PAGE EXTRACT:
As BOfA economist Alexander Lin writes, the "eye-popping" April CPI report was a "massive surprise" as core CPI strongly rose 0.9% (0.92% unrounded) sequentially, which was the largest gain since 1981 and blew away consensus forecasts of 0.3% (for a full range of shocked reactions from traders and strategists see this).
However, in some potentially mitigating details, BofA reveals that near-term inflation pressures were driven by goods shortages and the reopening "and that was certainly the case this month as these two themes accounted for at least 70bp of the rise in core."
- First on shortages, auto prices jumped 4.3% mom with particular strength in used cars, which posted a record increase of 10.0% mom. Despite this historic increase, there is likely further upside in the pipeline with Manheim wholesale used cars rising another 8.2% in April, which builds on the 11% increase from Jan through March.
- Household furnishings & supplies also jumped 0.9% mom, with strength in other goods like recreation (+1.2%) and education & communication (+3.1%).

DATA PROVIDED:
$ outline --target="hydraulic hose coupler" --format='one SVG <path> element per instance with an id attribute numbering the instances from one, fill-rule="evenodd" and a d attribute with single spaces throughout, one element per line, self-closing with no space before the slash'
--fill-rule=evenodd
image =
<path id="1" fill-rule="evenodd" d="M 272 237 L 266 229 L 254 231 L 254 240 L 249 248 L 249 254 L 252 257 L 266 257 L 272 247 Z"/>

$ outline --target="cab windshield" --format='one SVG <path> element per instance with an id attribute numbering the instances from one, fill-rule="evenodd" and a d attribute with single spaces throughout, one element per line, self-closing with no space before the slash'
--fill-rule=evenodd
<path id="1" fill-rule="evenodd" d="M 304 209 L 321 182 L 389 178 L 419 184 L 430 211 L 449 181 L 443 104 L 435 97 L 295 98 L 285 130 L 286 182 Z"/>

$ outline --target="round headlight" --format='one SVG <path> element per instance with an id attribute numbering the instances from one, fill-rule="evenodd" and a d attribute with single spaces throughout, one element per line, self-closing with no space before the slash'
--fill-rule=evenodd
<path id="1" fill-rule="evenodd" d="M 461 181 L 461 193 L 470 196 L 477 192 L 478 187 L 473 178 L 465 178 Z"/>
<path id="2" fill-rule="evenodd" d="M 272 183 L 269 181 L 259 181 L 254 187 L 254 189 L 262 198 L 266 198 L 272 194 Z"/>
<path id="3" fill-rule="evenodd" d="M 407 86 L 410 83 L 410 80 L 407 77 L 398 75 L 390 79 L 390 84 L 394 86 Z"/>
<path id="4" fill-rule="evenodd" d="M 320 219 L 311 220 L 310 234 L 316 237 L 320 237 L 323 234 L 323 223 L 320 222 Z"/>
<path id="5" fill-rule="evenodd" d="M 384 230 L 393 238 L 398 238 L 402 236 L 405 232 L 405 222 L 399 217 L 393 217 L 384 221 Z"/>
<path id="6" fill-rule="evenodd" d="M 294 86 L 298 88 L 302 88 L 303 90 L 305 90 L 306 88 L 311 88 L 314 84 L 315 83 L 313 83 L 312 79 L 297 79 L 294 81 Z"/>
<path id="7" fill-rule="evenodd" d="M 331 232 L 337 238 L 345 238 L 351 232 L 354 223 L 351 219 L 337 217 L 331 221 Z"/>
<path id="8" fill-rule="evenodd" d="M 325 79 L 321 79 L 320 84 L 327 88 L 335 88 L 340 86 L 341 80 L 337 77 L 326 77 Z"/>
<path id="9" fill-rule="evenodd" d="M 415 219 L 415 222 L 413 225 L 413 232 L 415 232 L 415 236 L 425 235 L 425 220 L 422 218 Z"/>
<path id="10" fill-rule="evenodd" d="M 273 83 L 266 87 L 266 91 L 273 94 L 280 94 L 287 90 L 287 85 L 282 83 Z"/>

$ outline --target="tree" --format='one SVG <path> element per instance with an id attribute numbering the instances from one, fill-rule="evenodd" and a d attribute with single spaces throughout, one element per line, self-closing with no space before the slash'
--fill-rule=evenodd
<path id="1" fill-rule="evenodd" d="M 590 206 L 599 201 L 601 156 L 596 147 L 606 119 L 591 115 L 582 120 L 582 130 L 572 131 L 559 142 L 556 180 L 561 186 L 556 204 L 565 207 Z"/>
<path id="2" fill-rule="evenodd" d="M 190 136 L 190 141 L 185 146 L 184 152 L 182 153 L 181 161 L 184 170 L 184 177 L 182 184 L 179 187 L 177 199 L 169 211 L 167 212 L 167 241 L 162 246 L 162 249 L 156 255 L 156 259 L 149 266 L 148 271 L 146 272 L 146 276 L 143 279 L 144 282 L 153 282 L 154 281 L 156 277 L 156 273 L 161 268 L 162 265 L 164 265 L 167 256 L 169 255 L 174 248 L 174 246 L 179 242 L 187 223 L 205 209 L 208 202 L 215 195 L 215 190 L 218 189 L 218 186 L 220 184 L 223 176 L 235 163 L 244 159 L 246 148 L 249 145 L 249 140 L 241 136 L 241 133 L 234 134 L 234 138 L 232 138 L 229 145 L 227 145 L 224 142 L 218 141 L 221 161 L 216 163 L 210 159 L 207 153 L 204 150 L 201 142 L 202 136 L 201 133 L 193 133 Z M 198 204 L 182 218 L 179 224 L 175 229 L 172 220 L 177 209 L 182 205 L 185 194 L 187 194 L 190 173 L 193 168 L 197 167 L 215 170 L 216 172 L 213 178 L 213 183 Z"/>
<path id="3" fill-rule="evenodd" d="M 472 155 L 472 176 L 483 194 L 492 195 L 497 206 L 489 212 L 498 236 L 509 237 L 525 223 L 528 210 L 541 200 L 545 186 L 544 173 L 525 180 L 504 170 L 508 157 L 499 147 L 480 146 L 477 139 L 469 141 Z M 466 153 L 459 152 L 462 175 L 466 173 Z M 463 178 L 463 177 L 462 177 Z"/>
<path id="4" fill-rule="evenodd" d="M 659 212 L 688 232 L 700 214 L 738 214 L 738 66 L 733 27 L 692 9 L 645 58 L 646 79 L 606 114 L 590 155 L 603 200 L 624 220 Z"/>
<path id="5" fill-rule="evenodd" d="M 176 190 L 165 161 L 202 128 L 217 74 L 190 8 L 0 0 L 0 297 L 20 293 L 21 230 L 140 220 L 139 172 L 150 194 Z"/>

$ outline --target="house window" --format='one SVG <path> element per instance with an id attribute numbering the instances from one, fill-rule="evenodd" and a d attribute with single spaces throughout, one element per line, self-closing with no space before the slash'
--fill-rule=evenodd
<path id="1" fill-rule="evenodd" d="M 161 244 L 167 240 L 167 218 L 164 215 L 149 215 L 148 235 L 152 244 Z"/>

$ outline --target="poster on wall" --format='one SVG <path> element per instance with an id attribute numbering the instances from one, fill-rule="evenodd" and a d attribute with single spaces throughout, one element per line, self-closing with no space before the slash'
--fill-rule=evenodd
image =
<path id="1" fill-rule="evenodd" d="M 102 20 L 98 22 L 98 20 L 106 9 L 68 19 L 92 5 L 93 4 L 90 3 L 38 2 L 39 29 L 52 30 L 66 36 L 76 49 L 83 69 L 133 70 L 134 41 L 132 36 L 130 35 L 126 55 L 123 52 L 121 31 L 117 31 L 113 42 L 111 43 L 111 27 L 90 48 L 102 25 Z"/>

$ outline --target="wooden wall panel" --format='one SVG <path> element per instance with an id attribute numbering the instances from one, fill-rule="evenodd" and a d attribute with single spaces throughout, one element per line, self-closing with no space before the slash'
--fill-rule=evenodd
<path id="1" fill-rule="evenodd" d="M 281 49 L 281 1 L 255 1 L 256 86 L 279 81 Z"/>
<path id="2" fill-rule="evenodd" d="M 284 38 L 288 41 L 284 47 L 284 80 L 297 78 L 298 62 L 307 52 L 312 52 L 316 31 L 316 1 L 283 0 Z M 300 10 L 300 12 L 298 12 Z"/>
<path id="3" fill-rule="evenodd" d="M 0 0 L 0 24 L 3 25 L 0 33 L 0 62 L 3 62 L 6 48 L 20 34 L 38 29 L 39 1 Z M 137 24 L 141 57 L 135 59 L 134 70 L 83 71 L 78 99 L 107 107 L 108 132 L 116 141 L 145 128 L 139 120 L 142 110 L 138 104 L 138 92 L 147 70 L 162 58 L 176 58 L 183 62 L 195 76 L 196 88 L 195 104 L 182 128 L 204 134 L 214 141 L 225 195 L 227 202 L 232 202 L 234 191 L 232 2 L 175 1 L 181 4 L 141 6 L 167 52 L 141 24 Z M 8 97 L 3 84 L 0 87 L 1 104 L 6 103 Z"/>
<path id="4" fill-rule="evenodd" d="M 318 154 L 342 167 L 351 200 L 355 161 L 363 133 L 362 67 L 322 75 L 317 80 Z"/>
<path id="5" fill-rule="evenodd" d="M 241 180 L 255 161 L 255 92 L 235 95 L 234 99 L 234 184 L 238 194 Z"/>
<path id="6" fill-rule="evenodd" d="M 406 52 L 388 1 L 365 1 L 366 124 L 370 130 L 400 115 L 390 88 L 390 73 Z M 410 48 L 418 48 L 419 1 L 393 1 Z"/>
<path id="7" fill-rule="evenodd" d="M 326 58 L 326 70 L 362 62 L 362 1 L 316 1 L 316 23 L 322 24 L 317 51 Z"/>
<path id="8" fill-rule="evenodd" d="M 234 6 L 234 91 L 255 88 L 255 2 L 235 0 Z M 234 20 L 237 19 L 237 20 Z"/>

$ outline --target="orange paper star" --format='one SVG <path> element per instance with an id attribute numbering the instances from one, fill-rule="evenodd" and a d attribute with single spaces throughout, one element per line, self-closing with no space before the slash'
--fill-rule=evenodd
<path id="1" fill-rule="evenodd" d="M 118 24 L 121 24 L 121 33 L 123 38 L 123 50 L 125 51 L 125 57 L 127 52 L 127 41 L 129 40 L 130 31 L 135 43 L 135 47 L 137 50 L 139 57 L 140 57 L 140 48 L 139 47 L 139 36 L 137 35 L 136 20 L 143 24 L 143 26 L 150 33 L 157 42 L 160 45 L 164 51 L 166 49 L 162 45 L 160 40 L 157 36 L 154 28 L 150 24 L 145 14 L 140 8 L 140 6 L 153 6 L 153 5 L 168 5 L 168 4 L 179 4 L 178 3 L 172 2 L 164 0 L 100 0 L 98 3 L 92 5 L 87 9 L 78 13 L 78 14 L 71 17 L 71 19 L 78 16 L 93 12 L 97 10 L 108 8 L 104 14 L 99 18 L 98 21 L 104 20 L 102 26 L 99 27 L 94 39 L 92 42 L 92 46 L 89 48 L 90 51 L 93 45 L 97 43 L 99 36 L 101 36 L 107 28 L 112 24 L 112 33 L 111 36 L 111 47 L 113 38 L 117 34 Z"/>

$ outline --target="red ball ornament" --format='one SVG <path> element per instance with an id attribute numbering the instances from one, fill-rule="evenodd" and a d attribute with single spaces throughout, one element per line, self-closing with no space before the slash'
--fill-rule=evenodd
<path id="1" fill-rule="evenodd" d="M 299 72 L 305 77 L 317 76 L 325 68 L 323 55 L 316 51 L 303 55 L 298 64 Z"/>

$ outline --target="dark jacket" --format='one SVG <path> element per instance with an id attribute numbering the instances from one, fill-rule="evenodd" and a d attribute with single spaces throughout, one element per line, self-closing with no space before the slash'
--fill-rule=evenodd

ACTIVITY LIST:
1 – Output the part of the April CPI text that opens with the words containing "However, in some" and closes with "education & communication (+3.1%).".
2 – Can you pick up the April CPI text after its last sentence and continue it?
The material has no connection to the April CPI text.

REPLIES:
1 –
However, in some potentially mitigating details, BofA reveals that near-term inflation pressures were driven by goods shortages and the reopening "and that was certainly the case this month as these two themes accounted for at least 70bp of the rise in core."
- First on shortages, auto prices jumped 4.3% mom with particular strength in used cars, which posted a record increase of 10.0% mom. Despite this historic increase, there is likely further upside in the pipeline with Manheim wholesale used cars rising another 8.2% in April, which builds on the 11% increase from Jan through March.
- Household furnishings & supplies also jumped 0.9% mom, with strength in other goods like recreation (+1.2%) and education & communication (+3.1%).

2 –
- Related to the reopening, lodging away from home rose 7.6% mom and transportation services jumped 2.9%.
- In transportation services, airline fares leapt 10.2% mom and car & truck rental leasing surged 16.2% mom, which follows an already impressive 11.7% gain in March.
- The gains in lodging and airfares were both record highs, but prices remain 17.7% and 4.9% lower than pre-pandemic levels which means scope for further significant price increases in coming months.
- In leasing, rental car companies have been impacted by the production cuts in the auto sector as well, which has forced them to build back their fleets with used cars as travel recovers.
- Motor vehicle insurance prices also rose 2.5% mom, which could reflect more people getting back on the roads.
Meanwhile, Lin argues that more persistent sources of inflation were tamer. Rents and OER both came in at 0.2% mom, which while in line with the recent trend, is about to change as we discussed in "And Now Rents Are Soaring Too." Furthermore, as Joseph Carson notes, housing prices are up 18% in the past 12 months, a record increase and nine times the increase in owners' rent. "The old CPI included house prices. Inserting house prices in place of non-market owner rents, reported inflation would have been twice the 4.2% gain."
Meanwhile, medical care inflation was flat as the boost from stimulus around the turn of the year faded. Within healthcare, insurance was a big drag, contracting 1.0% mom. Professional services also inched down -0.2% mom, while hospital rose 0.3% mom.
A visual summary of the data looks like this, first on a M/M basis, where the base effect has no impact as it is sequential...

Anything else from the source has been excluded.